## SHORT EXERCISE
Update the listing below from the line that contains "woman's right hand." through the line that contains "[163,203,287,279]". Replace "whereabouts" with "location" wherever it occurs in that stretch, leave everything else unchanged, and return only those lines.

## STORED ROWS
---------------
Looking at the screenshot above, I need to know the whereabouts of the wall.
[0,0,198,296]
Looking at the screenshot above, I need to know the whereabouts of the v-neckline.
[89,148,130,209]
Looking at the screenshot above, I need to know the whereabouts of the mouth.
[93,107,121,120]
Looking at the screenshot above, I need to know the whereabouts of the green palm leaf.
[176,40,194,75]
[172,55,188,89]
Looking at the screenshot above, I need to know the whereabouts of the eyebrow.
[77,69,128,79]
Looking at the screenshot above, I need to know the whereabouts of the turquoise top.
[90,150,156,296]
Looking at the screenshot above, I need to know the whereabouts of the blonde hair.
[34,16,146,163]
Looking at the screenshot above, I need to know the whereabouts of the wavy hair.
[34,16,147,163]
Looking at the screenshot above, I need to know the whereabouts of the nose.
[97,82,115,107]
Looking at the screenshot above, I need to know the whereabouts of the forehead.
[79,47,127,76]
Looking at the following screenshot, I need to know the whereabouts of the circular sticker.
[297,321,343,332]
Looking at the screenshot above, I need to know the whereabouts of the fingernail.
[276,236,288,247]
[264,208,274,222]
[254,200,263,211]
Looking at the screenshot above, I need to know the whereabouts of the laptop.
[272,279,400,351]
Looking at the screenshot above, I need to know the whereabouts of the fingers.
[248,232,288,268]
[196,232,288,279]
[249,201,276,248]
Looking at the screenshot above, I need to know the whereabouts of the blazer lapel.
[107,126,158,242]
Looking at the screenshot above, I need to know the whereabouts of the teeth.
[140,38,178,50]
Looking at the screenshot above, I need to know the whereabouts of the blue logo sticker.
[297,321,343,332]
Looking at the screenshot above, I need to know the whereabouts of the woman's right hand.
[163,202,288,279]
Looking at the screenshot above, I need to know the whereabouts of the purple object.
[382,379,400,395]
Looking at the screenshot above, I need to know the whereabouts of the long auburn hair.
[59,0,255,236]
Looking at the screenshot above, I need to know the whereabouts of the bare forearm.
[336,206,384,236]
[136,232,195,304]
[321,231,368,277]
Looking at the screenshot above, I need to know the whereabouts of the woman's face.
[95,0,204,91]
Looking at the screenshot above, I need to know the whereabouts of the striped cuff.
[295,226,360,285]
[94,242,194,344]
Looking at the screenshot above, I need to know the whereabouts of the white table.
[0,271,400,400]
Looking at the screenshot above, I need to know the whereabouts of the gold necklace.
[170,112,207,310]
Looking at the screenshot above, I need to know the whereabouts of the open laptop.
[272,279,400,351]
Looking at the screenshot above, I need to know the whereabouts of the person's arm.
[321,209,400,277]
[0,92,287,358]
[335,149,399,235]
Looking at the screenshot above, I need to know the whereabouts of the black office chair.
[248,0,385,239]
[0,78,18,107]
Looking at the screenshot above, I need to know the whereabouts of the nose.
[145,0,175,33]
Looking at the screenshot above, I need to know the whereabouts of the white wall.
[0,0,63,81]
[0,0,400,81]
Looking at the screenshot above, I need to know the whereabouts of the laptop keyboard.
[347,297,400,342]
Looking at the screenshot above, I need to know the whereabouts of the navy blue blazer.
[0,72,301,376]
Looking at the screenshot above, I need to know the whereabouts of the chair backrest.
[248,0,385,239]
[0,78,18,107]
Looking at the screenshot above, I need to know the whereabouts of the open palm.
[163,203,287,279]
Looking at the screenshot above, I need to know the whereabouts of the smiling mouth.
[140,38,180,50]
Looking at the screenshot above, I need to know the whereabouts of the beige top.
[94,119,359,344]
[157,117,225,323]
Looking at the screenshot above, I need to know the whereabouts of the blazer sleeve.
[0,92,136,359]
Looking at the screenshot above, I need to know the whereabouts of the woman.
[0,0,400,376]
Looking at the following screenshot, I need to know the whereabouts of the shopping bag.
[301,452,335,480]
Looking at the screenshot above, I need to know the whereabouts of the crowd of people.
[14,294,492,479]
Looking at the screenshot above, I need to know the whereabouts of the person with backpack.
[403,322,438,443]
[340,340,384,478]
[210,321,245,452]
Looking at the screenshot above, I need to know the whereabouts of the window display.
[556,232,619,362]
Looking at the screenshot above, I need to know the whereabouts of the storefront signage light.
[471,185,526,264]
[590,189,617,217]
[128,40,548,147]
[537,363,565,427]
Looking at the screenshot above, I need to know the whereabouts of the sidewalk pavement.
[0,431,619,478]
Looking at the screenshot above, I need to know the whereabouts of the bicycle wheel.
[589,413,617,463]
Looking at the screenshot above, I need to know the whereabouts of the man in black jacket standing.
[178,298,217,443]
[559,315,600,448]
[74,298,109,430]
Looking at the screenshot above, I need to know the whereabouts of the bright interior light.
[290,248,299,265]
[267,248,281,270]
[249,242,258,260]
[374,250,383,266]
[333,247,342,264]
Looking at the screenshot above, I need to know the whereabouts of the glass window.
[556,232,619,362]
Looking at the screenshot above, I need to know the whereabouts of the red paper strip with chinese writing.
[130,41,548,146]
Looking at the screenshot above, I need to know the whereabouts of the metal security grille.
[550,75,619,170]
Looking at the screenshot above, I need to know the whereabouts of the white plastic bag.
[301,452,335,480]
---------------
## WRITTEN ANSWER
Looking at the screenshot above, I need to know the location of the woman's right hand.
[163,202,288,279]
Looking at the screenshot above, I need to know the location of the purple object.
[382,379,400,395]
Looking at the screenshot above, I need to know the location of the long auburn hair.
[59,0,255,236]
Looking at the screenshot above, I need to know the location of the bare forearm.
[336,206,384,236]
[136,232,195,304]
[321,231,368,277]
Looking at the screenshot above, I need to know the location of the woman's face.
[95,0,204,91]
Looking at the screenshot above, I need to know the location of the striped cuff.
[295,226,360,285]
[94,242,194,344]
Looking at the screenshot above, I need to know the location of the white table.
[0,271,400,400]
Looking at the screenshot above, I need to know the location of the gold necklace.
[170,112,207,310]
Looking at the screenshot above, I need to know the location of the open laptop.
[272,279,400,351]
Looking at the screenshot above, I need to know the location of the person's arm.
[321,209,400,277]
[0,92,287,358]
[335,149,399,235]
Looking at the screenshot above, I need to know the location of the black office chair.
[248,0,385,239]
[0,78,18,107]
Looking at the screenshot above, I need to know the location of the nose.
[145,0,175,33]
Looking at the screenshot above, I need to know the location of the white wall.
[0,0,63,81]
[0,0,400,81]
Looking at the screenshot above, I need to know the location of the laptop keyboard.
[347,297,400,342]
Looking at the screenshot above, I need to know the location of the navy blue blazer.
[0,72,301,376]
Looking at the screenshot above, I need to know the location of the chair backrest.
[248,0,385,239]
[0,78,18,107]
Looking at the screenshot above, I need to know the location of the open palm.
[163,203,287,279]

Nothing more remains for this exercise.